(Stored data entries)
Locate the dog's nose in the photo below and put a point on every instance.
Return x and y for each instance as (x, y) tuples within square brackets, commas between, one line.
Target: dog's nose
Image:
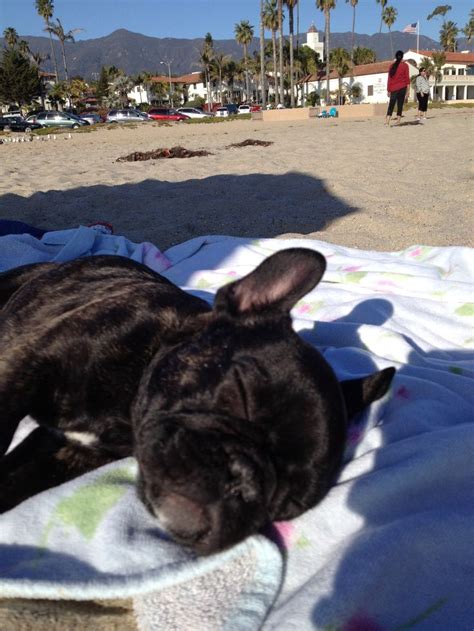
[(183, 518)]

**Exercise brief:** Quote every line of the items above word for word, leaving out the pictures.

**Written response:**
Locate the dog's nose in the photo below and put a point on every instance.
Return x and y for each instance as (x, y) tuples within square brackets, commas between, one line.
Target: dog's nose
Image:
[(183, 518)]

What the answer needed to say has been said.